## Written request
Starting at the line that holds "pin: the cracked", restate every line word for word up to and including the last one in the listing below, and omit all pictures.

Stored dataset items:

start

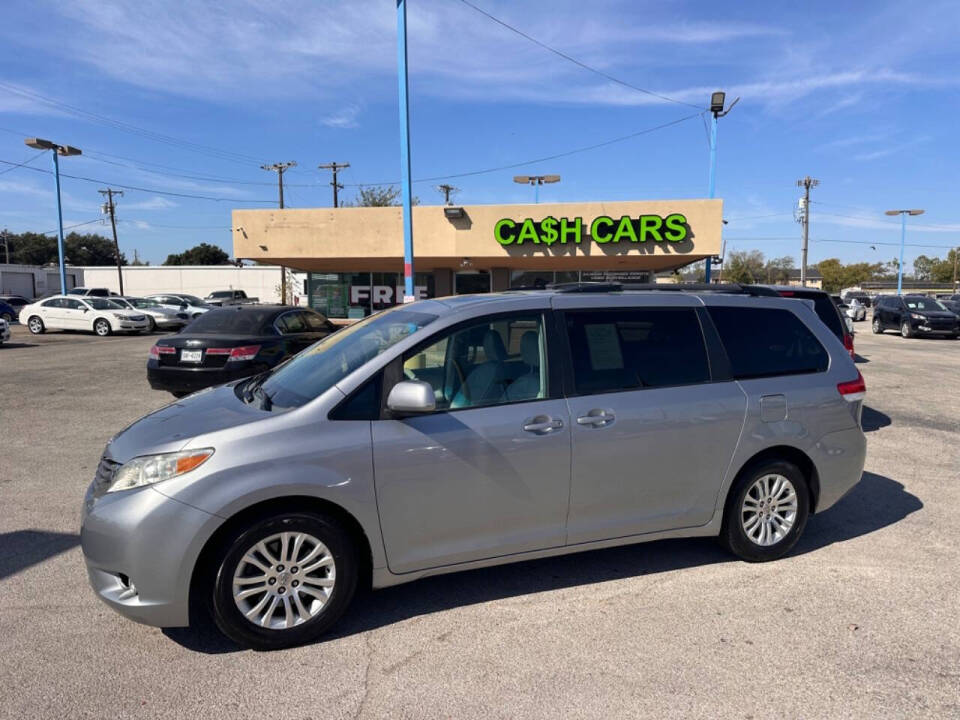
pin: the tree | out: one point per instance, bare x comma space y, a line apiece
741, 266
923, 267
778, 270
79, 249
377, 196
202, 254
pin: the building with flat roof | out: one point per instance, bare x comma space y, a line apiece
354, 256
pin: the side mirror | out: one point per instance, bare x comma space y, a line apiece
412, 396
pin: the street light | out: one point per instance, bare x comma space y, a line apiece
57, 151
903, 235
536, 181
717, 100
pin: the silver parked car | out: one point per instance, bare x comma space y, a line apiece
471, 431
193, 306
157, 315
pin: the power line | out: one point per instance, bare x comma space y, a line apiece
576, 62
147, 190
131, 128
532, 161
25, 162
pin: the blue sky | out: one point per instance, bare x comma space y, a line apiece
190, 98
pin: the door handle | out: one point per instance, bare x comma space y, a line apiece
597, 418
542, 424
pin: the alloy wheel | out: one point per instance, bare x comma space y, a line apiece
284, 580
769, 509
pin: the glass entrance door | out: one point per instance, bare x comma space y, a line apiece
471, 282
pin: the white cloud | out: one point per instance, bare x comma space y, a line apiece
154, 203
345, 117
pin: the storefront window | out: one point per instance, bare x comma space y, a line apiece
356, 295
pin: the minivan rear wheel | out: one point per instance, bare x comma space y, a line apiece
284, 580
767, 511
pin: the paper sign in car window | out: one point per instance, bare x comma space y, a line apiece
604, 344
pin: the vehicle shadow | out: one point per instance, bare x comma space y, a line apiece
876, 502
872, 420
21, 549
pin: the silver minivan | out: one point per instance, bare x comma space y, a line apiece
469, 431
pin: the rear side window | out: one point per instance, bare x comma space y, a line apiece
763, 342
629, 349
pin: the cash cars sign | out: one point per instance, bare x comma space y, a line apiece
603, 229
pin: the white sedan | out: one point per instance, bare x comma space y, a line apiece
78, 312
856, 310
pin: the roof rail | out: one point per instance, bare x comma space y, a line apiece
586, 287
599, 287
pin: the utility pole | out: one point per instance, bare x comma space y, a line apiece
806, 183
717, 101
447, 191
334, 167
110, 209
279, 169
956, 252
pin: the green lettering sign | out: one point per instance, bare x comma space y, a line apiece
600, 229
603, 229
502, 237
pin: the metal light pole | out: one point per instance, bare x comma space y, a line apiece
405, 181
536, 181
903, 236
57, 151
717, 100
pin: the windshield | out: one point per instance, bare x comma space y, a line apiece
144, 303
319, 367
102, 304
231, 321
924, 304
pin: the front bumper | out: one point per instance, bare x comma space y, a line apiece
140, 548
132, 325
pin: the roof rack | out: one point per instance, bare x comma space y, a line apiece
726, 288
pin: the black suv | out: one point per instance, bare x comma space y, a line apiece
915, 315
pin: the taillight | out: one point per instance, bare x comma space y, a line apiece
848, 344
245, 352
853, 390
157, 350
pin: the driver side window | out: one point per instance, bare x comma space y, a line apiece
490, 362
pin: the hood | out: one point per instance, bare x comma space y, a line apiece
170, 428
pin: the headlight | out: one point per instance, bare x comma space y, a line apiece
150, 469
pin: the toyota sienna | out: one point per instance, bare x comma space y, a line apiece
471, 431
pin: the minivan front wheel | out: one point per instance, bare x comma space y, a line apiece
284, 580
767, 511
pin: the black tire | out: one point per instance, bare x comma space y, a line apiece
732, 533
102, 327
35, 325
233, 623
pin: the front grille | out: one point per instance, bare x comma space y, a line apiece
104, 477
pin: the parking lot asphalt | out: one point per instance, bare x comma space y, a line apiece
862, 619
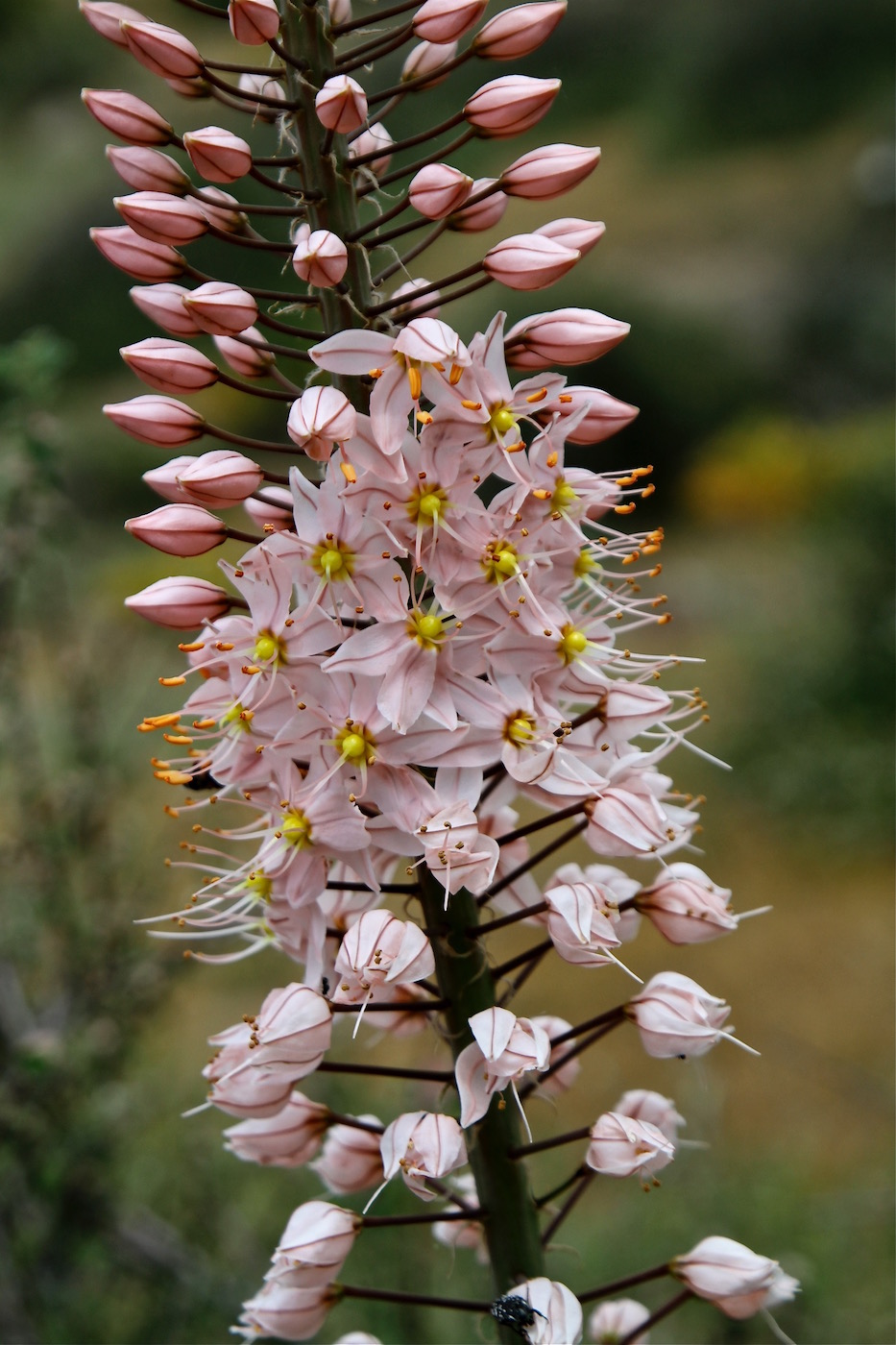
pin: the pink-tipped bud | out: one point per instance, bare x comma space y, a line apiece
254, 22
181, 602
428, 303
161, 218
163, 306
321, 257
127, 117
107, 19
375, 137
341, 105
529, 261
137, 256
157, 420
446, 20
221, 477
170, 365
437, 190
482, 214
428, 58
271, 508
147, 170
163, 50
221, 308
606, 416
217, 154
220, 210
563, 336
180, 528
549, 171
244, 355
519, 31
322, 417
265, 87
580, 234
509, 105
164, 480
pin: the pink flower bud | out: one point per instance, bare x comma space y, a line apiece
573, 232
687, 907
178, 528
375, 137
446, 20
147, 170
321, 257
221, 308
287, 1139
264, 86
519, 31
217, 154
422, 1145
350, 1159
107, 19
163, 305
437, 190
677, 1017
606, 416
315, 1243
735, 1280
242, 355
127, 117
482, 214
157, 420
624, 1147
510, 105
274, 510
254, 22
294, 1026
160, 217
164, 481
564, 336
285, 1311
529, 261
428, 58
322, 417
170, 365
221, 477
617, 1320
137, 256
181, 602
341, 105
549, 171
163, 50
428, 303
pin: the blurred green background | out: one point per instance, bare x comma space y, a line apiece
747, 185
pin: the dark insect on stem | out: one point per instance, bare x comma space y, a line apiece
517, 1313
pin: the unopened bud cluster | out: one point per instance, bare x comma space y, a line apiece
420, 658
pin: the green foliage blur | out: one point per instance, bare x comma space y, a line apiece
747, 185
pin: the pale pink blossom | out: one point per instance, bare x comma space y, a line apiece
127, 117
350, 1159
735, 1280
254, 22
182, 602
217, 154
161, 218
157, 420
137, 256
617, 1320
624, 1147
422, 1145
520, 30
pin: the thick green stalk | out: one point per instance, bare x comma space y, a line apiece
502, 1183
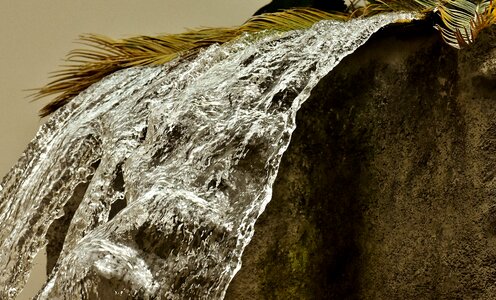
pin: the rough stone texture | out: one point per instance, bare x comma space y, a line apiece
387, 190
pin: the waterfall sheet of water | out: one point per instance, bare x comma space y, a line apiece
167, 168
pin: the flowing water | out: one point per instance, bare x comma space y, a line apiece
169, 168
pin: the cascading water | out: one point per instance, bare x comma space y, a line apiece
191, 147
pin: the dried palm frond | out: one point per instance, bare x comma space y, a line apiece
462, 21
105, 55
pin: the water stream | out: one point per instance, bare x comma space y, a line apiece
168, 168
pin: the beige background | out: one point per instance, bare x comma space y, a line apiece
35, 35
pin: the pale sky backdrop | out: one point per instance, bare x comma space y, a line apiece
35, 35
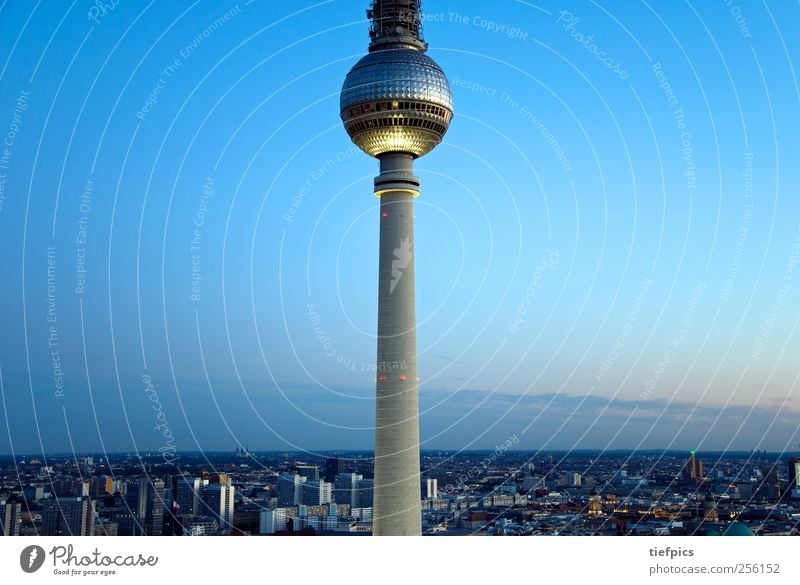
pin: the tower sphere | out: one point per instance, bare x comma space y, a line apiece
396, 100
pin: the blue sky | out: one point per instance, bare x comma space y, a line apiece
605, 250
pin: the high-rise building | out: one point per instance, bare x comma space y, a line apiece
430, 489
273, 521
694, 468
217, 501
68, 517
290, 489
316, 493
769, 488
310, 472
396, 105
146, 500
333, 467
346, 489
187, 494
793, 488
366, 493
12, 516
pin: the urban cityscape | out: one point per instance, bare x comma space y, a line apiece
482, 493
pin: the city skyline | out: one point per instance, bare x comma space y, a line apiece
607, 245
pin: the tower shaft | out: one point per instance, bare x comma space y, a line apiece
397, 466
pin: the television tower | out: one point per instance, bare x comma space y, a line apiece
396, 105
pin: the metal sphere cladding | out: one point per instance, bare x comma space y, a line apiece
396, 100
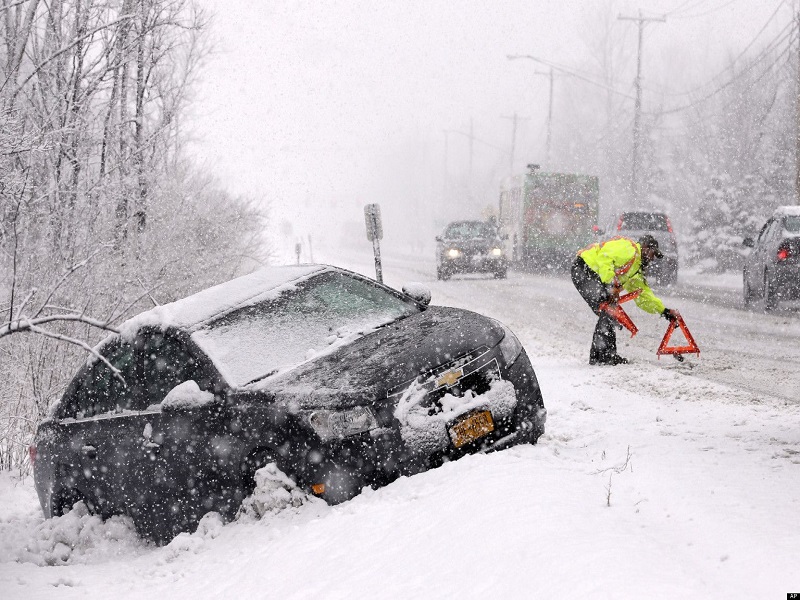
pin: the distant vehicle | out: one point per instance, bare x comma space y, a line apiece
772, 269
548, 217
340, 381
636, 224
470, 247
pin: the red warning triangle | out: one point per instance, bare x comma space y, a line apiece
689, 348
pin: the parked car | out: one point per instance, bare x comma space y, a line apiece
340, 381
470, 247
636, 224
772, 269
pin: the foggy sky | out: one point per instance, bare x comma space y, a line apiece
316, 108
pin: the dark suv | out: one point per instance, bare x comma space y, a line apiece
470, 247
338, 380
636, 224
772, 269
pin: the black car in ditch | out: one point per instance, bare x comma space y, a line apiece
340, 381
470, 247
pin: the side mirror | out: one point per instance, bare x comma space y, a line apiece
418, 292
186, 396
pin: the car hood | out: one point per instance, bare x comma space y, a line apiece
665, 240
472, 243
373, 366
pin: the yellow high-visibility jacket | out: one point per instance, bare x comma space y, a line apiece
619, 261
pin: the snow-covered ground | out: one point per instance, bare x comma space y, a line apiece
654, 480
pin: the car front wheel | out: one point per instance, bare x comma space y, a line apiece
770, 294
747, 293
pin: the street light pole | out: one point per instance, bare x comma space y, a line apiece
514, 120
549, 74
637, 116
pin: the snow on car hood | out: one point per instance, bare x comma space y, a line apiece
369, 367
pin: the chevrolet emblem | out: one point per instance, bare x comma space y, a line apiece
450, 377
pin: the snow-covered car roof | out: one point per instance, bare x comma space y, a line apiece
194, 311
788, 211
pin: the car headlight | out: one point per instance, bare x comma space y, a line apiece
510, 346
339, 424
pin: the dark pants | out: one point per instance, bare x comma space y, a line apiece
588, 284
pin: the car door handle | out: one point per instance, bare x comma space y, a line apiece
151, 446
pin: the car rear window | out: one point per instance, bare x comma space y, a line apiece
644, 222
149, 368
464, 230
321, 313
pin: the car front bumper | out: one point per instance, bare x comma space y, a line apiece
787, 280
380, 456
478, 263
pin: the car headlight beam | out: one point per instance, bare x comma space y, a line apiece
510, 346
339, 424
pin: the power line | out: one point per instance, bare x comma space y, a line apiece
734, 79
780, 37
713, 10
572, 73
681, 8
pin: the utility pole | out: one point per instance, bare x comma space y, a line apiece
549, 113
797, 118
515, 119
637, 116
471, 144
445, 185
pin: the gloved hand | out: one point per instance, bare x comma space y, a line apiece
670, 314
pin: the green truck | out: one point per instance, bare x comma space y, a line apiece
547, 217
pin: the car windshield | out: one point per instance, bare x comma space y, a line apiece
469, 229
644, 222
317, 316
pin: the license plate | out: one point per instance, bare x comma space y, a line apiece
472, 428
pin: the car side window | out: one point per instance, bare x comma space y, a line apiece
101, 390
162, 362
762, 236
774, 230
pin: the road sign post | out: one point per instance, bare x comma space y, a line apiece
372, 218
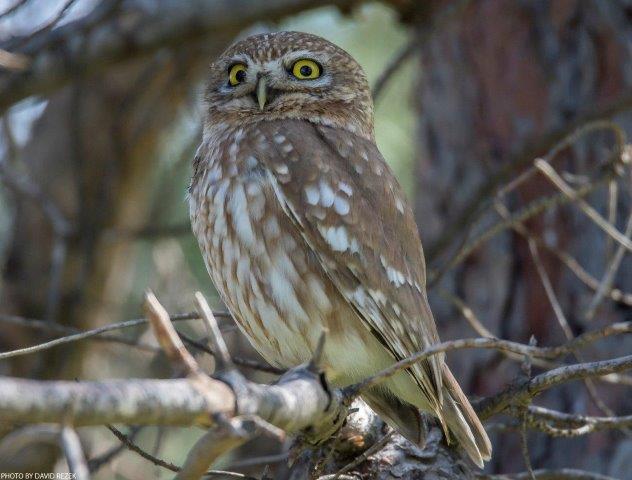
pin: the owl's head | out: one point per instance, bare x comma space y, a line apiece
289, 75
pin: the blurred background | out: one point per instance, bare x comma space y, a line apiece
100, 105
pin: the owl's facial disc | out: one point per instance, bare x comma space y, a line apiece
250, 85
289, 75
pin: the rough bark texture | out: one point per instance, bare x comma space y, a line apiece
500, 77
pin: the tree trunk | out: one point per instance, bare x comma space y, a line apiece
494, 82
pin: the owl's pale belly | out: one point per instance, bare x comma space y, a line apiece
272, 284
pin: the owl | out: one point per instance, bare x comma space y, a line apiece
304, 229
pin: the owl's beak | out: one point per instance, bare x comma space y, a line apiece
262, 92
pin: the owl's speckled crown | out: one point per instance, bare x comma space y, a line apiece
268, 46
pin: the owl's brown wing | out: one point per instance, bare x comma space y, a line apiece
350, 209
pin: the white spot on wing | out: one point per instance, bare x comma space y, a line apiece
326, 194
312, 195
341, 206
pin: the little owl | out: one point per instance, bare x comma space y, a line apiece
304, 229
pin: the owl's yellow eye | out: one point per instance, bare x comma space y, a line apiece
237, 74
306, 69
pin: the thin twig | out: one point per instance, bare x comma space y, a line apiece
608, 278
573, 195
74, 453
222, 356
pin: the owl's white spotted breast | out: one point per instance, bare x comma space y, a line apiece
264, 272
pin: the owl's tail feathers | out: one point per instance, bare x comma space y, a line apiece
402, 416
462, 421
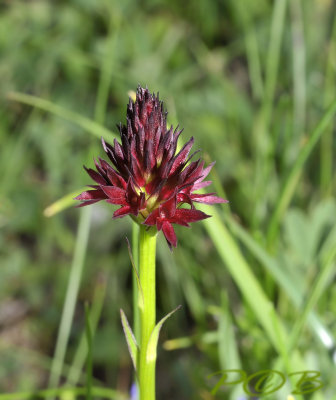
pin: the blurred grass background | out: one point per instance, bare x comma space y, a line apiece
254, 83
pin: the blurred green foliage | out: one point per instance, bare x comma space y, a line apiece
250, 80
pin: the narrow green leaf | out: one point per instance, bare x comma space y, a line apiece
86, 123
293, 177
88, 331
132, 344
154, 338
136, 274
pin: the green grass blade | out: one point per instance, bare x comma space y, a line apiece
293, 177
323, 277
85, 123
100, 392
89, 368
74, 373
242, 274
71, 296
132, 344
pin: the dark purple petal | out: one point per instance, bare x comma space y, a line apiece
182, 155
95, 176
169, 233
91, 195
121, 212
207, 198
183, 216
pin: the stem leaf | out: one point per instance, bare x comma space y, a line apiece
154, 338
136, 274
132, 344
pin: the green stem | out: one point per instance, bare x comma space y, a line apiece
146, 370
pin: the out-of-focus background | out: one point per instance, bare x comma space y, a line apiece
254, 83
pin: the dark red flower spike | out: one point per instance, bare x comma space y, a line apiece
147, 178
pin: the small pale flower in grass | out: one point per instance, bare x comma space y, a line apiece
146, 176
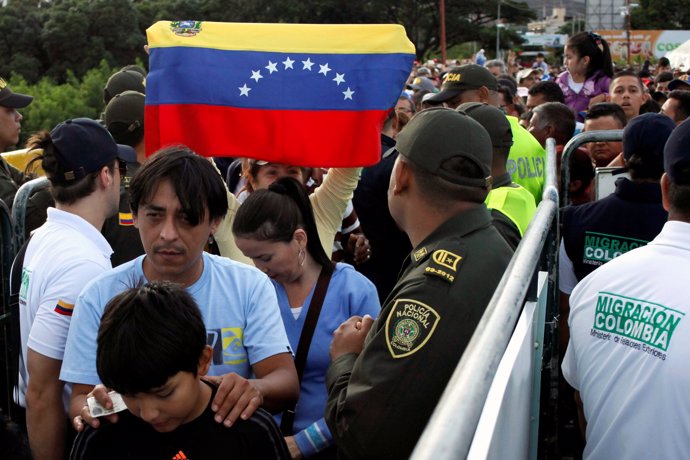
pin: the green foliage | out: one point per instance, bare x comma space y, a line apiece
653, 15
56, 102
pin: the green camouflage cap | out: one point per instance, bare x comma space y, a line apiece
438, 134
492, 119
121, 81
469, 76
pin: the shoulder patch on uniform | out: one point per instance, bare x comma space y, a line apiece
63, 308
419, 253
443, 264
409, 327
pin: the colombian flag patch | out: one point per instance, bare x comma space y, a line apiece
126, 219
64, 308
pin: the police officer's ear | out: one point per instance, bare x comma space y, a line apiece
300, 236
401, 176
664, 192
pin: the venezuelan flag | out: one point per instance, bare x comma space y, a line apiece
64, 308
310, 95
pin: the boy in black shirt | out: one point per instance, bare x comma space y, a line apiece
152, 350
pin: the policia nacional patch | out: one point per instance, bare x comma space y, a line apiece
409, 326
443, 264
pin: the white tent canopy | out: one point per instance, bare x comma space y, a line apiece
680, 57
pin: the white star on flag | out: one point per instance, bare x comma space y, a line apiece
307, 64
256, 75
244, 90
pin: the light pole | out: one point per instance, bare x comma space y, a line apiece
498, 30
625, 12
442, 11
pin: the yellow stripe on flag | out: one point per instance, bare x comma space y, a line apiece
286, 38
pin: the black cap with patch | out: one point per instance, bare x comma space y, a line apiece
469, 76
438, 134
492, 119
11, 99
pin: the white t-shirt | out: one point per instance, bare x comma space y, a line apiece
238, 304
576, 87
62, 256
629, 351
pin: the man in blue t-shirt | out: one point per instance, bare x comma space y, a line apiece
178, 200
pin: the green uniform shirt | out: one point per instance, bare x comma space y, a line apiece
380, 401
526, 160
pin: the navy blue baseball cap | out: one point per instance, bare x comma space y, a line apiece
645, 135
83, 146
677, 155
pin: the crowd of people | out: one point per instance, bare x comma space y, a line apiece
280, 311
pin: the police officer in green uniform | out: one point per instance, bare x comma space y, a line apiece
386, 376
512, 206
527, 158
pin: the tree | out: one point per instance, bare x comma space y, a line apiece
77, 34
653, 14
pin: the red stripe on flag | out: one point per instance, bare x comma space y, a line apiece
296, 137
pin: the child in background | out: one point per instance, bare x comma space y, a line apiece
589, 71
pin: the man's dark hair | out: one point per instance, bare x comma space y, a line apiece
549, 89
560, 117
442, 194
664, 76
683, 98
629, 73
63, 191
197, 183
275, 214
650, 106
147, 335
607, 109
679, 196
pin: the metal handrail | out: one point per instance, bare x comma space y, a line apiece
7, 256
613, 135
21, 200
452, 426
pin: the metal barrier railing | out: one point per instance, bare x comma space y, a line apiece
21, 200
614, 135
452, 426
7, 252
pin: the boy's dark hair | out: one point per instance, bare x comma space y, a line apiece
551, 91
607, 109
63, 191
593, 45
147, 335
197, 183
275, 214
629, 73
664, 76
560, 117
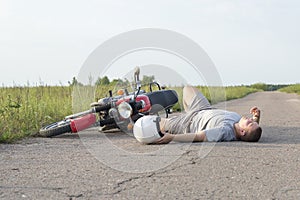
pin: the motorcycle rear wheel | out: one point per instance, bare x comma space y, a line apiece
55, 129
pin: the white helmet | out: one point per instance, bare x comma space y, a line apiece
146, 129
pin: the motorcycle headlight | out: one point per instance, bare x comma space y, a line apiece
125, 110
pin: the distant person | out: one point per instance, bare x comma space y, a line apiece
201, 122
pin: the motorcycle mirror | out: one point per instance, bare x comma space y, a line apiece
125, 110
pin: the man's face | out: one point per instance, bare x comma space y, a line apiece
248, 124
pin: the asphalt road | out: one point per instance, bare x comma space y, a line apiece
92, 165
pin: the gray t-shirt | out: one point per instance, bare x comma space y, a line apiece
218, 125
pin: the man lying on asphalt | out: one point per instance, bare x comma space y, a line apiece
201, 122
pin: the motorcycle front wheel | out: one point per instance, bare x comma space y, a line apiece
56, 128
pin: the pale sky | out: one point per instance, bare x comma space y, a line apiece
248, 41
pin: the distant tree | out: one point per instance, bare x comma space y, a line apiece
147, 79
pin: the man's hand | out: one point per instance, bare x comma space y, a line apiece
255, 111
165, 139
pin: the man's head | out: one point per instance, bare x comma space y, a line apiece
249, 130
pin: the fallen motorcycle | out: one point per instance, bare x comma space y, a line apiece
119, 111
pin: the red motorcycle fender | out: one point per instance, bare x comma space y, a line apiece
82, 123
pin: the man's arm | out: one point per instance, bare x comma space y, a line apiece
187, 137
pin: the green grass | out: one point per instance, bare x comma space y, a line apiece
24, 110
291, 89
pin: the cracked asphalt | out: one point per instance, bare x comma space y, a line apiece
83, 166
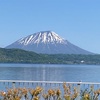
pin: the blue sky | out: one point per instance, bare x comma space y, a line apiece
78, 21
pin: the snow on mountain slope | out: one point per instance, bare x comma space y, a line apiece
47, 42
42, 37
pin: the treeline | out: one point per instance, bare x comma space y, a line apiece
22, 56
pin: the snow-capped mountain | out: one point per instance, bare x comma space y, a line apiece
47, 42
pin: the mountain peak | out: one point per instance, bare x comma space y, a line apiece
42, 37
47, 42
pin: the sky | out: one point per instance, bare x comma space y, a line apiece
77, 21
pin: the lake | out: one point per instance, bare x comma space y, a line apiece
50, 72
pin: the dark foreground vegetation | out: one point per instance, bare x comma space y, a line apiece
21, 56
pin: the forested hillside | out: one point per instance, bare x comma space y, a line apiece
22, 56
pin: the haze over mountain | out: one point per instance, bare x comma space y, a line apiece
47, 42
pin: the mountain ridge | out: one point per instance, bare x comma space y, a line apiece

end

## Answer for this exercise
pin: the cracked asphalt | out: one point per instance, bare x comma space y, a line apiece
83, 166
pin: the blue sky | out: one point per instance, bare x comma space y, a line apiece
78, 21
pin: the snow on mountain slope | out: one point per instance, bare x comma space y, a line apiece
47, 42
42, 37
pin: the treeline | out: one point per instance, bare x comma space y, a line apiece
22, 56
pin: the snow-capped mountain | out: one point per instance, bare x comma space y, a line apiece
47, 42
pin: the mountain peak | out: one point per instance, bare x comma space y, a line apiece
42, 37
47, 42
pin: the sky | out: one point per instance, bare x comma space y, a line apiece
77, 21
pin: the lake | out: one point per instance, bare x comma space y, a line apiece
50, 72
pin: the dark foreground vegetation | out: one point per instance, bare x comma space y, a line apiece
21, 56
pin: the forested hillside | out: one point per instance, bare x comma space y, a line apiece
22, 56
pin: the haze over mountain | out: one point per instance, bare x comma space y, a line apiece
47, 42
pin: the mountain ridge | out: one point per instance, bare x comma space y, a line apiece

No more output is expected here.